** Exercise directions **
Copy the items below word for word, starting at the line that contains "In the photo above, where can the emergency" and ending at the final line of the items.

** Data excerpts **
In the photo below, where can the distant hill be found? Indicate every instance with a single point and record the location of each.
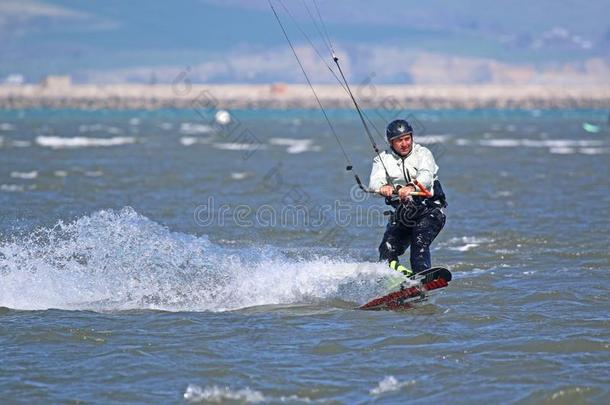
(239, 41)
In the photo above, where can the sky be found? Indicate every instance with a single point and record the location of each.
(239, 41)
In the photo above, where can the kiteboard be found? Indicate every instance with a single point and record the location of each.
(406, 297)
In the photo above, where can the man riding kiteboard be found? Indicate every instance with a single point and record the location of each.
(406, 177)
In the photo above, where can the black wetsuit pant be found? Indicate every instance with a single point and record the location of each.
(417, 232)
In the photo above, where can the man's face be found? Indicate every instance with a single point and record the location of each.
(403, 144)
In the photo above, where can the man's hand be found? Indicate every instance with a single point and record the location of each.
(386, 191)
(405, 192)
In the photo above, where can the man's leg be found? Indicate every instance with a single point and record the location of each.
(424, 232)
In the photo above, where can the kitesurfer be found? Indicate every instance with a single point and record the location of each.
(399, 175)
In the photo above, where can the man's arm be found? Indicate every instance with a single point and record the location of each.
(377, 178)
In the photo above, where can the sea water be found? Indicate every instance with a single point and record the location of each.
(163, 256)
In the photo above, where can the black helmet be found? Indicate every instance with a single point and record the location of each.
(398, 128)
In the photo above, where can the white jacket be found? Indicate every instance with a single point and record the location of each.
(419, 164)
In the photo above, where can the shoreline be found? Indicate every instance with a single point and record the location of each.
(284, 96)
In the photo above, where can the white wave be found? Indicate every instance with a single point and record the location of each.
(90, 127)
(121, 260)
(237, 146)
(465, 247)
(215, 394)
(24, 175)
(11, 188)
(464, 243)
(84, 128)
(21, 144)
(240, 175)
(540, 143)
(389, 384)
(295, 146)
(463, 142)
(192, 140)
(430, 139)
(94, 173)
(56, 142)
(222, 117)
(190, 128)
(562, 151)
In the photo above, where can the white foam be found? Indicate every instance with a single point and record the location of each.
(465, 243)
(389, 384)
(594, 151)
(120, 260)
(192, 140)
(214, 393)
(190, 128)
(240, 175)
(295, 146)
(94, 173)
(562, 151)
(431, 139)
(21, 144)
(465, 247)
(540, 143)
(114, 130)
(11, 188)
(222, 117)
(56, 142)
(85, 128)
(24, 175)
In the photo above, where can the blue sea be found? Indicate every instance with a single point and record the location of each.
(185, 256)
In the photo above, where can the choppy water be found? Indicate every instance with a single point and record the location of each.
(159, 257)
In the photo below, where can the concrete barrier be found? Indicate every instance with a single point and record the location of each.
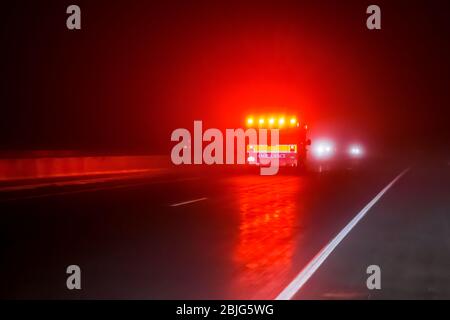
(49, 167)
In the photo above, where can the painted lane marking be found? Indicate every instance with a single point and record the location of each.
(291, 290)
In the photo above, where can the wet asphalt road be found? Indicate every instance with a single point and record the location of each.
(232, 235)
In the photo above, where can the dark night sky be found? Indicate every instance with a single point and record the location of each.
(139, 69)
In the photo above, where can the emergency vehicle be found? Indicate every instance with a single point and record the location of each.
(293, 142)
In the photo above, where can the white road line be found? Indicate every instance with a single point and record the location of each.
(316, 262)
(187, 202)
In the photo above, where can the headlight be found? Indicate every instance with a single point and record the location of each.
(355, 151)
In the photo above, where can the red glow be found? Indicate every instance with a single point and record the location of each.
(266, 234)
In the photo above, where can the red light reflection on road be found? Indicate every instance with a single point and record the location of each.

** Answer to the exercise **
In the photo above, where can the emergency vehicle be found? Indicate every instance with a single point and record the location of each.
(293, 142)
In the photo above, where can the white road line be found? Indicate every instance with a single point and record the location of each.
(316, 262)
(187, 202)
In the photo above, where can the headlight be found? Indicate every instance with a single point and record the location of each.
(355, 151)
In the photo above, where can the red glow be found? Indicate every instance with a single point and record the location of each.
(266, 234)
In the photo above, where can the red light reflection on road be found? Indicate every instance with a single point and record the location of each.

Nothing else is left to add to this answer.